-- What is needed --
Emit a verbatim copy of the lines running from the line with "Examine the image and enumerate every white wall" through the end of the material below.

━━ Exercise data ━━

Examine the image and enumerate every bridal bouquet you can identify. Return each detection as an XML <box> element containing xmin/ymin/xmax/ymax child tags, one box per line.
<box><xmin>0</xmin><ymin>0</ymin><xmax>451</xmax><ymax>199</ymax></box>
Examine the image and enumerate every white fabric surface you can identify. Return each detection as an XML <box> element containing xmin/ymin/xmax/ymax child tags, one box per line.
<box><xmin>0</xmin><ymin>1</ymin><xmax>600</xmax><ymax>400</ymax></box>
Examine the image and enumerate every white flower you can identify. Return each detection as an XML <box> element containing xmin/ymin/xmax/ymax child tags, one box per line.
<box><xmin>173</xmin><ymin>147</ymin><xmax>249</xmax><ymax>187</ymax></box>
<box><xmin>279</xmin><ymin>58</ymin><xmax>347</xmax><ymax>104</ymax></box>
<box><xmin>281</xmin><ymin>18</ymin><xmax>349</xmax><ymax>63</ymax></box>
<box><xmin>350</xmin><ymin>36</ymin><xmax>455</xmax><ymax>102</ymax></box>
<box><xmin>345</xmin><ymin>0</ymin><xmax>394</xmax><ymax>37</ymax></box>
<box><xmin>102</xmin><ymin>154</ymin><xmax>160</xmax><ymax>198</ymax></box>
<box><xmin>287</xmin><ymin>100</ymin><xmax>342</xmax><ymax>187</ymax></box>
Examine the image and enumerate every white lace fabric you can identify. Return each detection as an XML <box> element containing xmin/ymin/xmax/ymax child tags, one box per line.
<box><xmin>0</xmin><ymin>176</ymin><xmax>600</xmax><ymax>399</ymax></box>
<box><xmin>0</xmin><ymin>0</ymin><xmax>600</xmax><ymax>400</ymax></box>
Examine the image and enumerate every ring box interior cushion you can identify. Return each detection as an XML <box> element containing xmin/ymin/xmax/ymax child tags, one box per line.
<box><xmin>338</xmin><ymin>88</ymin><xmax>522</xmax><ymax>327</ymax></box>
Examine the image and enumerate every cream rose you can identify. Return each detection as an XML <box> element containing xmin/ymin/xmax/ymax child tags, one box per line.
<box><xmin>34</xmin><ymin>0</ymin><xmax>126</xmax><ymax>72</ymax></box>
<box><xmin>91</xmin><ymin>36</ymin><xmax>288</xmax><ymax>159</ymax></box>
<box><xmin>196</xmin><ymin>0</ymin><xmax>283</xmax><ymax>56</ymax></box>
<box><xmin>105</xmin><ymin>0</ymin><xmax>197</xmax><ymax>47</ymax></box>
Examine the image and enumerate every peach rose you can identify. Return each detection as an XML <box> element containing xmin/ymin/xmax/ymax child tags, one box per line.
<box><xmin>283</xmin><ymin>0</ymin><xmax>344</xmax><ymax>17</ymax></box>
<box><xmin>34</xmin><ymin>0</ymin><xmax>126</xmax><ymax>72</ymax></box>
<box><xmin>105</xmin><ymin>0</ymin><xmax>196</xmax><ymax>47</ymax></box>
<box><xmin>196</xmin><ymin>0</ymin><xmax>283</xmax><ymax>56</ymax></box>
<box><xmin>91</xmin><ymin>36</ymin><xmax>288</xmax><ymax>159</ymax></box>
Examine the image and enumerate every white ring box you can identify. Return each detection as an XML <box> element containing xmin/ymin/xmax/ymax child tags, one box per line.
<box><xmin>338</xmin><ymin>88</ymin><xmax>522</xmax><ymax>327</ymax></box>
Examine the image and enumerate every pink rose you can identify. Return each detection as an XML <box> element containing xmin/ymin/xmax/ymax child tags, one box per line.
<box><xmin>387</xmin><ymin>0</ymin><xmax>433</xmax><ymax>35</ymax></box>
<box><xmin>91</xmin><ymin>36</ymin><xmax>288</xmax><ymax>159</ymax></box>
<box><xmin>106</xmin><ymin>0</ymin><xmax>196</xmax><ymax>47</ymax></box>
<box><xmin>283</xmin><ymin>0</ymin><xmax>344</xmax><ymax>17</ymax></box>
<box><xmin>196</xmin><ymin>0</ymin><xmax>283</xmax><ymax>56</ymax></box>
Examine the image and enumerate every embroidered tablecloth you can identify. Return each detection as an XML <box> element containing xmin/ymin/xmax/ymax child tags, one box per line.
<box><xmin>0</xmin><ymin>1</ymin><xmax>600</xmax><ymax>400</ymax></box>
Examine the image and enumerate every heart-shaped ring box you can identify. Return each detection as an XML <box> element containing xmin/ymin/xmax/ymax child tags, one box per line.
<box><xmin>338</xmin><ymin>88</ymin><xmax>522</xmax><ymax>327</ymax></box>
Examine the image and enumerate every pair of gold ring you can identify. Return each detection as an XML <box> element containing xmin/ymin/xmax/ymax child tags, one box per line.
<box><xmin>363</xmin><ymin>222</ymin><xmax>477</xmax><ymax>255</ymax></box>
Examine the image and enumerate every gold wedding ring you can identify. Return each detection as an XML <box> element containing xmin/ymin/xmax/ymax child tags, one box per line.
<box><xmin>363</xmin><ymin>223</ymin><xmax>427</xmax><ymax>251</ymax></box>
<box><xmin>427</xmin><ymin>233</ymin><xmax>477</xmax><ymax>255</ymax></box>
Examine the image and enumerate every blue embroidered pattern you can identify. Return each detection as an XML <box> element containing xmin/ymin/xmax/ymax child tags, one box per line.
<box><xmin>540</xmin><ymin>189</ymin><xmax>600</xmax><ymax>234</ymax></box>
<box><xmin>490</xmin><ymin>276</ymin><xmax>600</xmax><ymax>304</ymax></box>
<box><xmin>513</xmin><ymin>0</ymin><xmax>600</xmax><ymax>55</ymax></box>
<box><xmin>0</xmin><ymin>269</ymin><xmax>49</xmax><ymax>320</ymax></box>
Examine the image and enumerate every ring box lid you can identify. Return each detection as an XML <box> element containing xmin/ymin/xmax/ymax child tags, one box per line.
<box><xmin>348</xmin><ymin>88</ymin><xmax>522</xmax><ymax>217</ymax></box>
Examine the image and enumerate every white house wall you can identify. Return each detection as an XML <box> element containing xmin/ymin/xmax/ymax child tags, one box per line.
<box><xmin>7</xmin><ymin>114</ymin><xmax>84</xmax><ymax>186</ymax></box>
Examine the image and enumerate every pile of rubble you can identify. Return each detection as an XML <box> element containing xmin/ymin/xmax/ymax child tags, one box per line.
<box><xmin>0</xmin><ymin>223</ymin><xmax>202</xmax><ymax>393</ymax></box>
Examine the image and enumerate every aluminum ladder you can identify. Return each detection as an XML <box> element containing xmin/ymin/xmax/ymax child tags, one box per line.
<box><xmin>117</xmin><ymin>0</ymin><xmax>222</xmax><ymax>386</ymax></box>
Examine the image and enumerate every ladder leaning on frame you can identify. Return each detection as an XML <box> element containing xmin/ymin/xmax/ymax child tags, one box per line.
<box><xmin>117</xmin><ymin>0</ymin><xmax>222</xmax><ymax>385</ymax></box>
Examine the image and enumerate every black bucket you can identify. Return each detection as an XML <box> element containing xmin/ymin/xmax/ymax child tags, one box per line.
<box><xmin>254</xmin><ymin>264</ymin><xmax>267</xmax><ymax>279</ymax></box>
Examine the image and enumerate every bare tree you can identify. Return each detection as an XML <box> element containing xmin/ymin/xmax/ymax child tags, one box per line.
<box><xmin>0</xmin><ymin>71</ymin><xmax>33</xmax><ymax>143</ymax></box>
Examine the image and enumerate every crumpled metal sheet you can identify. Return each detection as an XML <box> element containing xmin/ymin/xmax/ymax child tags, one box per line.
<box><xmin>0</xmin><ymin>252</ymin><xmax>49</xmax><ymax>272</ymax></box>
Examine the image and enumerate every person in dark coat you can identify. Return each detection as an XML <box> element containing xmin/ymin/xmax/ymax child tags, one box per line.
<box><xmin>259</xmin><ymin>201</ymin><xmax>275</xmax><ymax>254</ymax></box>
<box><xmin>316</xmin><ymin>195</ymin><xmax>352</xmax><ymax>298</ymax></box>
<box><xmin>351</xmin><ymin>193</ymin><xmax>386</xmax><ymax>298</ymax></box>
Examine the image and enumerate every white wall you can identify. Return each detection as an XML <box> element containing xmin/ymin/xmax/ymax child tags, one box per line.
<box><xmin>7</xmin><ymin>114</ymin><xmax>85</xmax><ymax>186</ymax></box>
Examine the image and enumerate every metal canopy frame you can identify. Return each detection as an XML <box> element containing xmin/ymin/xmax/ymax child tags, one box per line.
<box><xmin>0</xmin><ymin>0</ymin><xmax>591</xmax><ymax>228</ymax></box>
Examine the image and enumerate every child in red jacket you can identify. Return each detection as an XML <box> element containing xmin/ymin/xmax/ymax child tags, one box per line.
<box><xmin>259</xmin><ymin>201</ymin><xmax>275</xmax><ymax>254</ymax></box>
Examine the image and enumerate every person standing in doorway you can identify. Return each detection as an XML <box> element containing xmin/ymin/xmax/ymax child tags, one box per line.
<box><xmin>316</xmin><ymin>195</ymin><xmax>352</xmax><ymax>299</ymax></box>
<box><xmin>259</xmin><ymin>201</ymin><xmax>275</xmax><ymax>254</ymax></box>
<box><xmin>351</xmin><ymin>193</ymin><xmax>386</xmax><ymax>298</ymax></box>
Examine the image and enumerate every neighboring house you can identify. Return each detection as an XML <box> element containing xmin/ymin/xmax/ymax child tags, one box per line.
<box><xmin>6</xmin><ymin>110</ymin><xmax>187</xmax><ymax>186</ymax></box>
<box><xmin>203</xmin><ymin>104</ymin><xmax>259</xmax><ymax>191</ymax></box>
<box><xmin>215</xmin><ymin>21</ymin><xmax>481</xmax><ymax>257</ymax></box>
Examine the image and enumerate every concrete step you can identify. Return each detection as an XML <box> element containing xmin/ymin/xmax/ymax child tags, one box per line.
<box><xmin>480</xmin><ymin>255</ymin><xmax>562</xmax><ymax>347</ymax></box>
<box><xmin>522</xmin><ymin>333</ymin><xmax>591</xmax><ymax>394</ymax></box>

━━━

-- Result of this exercise --
Examine the image and enumerate every white wall you can identify. Return each detection as an XML <box> element containing xmin/ymin/xmax/ymax child tags, one box per line.
<box><xmin>7</xmin><ymin>114</ymin><xmax>85</xmax><ymax>186</ymax></box>
Examine the image and enumerate every metal canopy frame you can identify. Return each detection as an XML <box> element containing xmin/ymin/xmax/ymax child tags, one box per line.
<box><xmin>0</xmin><ymin>0</ymin><xmax>591</xmax><ymax>228</ymax></box>
Examine the image and enumerate every child in red jacket you can identify. Return each detection as an XML <box> element containing xmin/ymin/xmax/ymax child tags, one box per line.
<box><xmin>259</xmin><ymin>201</ymin><xmax>275</xmax><ymax>254</ymax></box>
Examine the image and enumerate every person standing in doorway you can identify. Return each detection as an XML <box> element containing xmin/ymin/xmax/ymax child tags, one box per line.
<box><xmin>316</xmin><ymin>195</ymin><xmax>352</xmax><ymax>299</ymax></box>
<box><xmin>259</xmin><ymin>201</ymin><xmax>275</xmax><ymax>254</ymax></box>
<box><xmin>351</xmin><ymin>193</ymin><xmax>386</xmax><ymax>298</ymax></box>
Examine the image and enumerate every neighboring house you can identify. Return each detection as an XML <box> element containing xmin/ymin/xmax/ymax child tags, one box per line.
<box><xmin>6</xmin><ymin>110</ymin><xmax>187</xmax><ymax>186</ymax></box>
<box><xmin>203</xmin><ymin>104</ymin><xmax>259</xmax><ymax>191</ymax></box>
<box><xmin>215</xmin><ymin>21</ymin><xmax>481</xmax><ymax>257</ymax></box>
Examine the image and enumerate every concrete step you can identify. Return each detection as an XML <box> element containing xmin/ymin/xmax/ymax child tags, one box per line.
<box><xmin>480</xmin><ymin>255</ymin><xmax>562</xmax><ymax>347</ymax></box>
<box><xmin>522</xmin><ymin>333</ymin><xmax>591</xmax><ymax>394</ymax></box>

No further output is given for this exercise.